§ Short exercise: Copy out, word for word, the stretch of the items below from the line containing "Question. Put a marker on each instance of the roof" through the last line of the items, both ends included, and nothing else.
Start of Input
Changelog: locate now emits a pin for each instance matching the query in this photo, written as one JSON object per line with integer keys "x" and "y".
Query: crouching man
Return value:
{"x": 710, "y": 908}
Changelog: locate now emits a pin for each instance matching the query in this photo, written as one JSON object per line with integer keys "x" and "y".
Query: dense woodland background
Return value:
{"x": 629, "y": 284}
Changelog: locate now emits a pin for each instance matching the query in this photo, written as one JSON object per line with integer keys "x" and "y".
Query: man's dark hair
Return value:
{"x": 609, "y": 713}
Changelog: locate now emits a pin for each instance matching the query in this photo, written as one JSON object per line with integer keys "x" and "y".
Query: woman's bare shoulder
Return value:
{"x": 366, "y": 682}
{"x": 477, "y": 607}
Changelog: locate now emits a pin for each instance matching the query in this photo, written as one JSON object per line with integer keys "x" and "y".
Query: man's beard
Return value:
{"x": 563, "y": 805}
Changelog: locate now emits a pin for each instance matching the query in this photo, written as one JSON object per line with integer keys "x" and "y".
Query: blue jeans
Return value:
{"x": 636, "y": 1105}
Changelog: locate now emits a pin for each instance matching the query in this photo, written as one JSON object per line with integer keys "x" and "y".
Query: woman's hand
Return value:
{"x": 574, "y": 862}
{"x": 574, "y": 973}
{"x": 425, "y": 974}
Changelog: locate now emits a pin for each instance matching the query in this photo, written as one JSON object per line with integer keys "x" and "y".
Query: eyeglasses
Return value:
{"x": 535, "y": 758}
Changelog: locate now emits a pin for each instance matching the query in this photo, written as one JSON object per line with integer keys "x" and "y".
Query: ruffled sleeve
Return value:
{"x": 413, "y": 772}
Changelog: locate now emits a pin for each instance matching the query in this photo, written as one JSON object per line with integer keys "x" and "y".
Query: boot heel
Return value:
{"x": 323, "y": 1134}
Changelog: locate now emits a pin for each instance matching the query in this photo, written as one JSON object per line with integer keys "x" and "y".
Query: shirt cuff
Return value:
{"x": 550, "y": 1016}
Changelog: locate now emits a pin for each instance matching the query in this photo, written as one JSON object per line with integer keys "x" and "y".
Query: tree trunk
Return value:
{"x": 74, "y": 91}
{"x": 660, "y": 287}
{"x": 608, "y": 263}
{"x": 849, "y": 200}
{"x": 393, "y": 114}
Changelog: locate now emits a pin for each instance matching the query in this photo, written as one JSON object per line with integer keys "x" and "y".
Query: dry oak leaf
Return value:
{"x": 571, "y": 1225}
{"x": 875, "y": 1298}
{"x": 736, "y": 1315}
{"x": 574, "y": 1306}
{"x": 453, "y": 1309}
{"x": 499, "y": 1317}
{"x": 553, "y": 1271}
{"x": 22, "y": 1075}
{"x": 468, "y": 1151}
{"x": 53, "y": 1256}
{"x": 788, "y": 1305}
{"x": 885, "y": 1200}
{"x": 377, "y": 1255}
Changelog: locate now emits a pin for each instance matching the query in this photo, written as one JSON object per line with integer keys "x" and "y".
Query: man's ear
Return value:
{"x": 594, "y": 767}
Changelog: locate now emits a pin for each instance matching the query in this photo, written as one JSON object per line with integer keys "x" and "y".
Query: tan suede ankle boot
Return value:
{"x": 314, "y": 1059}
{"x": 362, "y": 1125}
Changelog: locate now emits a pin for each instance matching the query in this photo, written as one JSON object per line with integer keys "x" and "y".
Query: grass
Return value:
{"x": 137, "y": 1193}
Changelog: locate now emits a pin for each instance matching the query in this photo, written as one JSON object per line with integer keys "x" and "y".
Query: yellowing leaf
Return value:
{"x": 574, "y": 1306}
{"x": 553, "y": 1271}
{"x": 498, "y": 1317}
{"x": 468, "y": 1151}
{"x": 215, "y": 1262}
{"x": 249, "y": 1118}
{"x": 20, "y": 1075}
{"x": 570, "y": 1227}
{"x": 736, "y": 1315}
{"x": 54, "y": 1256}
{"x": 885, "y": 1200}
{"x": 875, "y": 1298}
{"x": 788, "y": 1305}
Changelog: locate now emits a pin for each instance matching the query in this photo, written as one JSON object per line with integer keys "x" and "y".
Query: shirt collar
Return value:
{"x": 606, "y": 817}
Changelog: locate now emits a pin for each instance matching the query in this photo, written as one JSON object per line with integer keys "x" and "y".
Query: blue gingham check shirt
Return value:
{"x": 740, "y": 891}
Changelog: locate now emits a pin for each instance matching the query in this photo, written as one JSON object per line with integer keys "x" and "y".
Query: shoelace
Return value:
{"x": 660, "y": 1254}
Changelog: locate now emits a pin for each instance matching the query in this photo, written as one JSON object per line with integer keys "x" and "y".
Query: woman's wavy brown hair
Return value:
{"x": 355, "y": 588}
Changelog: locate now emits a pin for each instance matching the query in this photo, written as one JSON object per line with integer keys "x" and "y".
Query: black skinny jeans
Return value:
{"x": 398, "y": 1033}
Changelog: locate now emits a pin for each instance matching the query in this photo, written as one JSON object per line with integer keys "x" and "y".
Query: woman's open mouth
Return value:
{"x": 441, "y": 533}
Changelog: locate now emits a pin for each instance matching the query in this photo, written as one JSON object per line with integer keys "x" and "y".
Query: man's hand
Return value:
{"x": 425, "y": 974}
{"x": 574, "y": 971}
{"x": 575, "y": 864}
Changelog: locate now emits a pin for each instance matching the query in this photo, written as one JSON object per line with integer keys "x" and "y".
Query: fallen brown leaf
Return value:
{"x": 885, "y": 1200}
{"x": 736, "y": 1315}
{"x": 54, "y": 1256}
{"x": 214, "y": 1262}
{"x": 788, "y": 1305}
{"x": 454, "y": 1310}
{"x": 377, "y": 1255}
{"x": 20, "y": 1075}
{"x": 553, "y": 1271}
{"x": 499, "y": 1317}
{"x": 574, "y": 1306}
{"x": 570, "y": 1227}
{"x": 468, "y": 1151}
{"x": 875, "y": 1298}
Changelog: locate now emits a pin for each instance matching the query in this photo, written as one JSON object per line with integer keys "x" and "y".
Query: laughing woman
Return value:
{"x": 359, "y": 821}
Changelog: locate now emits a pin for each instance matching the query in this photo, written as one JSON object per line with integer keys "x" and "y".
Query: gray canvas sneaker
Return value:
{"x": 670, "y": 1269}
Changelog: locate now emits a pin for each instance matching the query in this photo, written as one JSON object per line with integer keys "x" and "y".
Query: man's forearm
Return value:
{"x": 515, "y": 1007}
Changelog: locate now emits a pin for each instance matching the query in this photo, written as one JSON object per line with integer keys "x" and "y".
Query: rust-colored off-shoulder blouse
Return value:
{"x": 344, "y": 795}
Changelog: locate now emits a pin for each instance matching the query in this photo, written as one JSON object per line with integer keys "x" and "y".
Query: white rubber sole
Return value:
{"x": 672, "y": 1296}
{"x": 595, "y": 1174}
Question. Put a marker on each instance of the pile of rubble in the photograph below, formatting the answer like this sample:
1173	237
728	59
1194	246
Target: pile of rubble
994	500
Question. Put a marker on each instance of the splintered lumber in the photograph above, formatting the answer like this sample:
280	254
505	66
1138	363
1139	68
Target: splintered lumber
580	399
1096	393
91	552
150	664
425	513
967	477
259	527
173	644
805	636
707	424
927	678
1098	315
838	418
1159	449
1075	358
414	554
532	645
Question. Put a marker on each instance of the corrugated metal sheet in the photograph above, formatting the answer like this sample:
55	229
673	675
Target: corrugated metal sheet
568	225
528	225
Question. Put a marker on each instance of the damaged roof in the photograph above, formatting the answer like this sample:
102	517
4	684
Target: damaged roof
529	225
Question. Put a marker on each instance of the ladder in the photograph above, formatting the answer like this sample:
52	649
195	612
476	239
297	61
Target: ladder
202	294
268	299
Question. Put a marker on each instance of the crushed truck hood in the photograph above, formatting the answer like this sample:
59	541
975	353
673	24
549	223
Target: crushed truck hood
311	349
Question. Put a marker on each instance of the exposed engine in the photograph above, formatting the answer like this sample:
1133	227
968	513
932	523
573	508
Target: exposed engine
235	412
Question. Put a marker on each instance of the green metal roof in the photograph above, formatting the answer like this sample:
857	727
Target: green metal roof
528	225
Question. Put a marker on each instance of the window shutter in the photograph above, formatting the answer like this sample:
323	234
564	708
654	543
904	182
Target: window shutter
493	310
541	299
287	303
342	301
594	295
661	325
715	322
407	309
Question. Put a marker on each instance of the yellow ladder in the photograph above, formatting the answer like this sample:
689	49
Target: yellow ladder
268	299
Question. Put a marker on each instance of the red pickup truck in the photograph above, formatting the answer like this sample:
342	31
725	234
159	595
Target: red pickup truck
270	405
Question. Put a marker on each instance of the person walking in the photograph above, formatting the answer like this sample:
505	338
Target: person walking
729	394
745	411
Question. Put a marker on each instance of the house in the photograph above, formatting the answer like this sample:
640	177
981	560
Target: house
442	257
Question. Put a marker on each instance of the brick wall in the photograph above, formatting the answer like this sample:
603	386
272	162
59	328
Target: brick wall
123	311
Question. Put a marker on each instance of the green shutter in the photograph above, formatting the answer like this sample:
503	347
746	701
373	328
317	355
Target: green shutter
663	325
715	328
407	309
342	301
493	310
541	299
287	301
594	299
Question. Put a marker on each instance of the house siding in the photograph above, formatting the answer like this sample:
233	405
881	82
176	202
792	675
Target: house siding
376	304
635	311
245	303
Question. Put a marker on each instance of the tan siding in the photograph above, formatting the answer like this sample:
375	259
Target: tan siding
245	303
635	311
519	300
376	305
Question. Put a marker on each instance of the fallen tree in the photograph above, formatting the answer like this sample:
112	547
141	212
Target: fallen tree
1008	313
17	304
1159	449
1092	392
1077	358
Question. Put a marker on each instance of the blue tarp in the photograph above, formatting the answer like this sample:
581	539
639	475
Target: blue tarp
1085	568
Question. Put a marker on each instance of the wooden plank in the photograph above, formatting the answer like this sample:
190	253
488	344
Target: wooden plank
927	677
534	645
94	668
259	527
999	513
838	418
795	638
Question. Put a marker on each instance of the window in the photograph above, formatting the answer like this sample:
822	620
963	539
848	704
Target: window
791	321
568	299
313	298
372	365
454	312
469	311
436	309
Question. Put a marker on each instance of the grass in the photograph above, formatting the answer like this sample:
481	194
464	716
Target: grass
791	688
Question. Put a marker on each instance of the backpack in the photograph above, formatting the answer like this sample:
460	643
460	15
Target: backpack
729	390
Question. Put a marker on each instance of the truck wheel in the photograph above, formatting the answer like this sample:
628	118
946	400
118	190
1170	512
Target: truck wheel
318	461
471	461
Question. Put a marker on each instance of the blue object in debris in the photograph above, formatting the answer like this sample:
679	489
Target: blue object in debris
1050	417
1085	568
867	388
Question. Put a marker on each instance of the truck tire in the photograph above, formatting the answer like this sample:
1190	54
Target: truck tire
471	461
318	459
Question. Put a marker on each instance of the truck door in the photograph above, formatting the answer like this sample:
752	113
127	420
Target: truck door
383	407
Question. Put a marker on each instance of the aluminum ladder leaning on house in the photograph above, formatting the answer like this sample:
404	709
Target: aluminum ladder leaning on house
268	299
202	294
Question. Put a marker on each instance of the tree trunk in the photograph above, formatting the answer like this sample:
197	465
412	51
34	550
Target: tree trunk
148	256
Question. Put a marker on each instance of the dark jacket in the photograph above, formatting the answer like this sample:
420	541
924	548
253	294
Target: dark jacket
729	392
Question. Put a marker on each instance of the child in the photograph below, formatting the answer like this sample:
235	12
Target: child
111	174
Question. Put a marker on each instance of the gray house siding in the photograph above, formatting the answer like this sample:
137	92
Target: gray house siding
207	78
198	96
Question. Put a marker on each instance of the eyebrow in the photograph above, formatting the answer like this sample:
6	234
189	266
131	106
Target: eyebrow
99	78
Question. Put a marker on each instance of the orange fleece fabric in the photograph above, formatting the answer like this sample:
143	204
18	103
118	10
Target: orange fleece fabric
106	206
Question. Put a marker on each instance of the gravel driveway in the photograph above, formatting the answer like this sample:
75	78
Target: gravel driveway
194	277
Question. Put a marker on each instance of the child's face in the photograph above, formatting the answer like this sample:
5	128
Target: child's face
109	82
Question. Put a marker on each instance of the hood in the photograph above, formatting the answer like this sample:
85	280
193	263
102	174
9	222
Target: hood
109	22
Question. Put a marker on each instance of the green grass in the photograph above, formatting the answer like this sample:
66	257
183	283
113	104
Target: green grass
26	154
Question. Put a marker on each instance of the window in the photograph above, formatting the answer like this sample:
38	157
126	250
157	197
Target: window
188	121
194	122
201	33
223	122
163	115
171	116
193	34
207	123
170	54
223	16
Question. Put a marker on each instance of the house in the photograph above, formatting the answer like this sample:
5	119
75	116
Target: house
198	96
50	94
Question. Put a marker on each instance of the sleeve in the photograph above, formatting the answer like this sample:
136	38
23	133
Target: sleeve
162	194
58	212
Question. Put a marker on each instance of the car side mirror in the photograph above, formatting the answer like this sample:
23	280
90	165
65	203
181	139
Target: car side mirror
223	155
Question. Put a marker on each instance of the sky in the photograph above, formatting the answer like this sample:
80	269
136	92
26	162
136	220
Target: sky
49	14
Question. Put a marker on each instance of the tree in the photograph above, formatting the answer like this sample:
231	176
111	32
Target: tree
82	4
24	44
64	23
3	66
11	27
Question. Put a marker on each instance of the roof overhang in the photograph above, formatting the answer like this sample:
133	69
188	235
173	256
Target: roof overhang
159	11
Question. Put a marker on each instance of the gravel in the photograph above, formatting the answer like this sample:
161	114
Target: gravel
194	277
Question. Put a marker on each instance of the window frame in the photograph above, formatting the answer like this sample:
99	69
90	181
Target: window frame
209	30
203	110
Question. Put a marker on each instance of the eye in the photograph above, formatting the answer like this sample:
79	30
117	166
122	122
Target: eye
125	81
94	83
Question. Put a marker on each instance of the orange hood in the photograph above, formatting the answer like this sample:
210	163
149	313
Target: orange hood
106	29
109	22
End of Input
§ Answer in full:
Question. Put a marker on each instance of the roof overhang in the photograph above, formatting the answer like this sample:
133	69
188	235
173	256
Target: roof overhang
159	11
Question. Put a marker on each instance of the gravel in the photograph above, formatting the answer like this sample:
161	114
Target: gravel
194	277
Question. Put a marker on each instance of the window frame in the photograph above, formatting the answer like this sample:
99	69
90	181
Target: window frame
209	30
203	110
Question. Put a marker on each instance of the eye in the photograph above, formatting the answer like this sample:
79	30
117	166
122	122
Target: eye
125	81
94	83
Question. Put a marker on each instance of the orange hood in the photograph above, formatting the answer like this sample:
210	163
149	313
Target: orange hood
106	29
109	22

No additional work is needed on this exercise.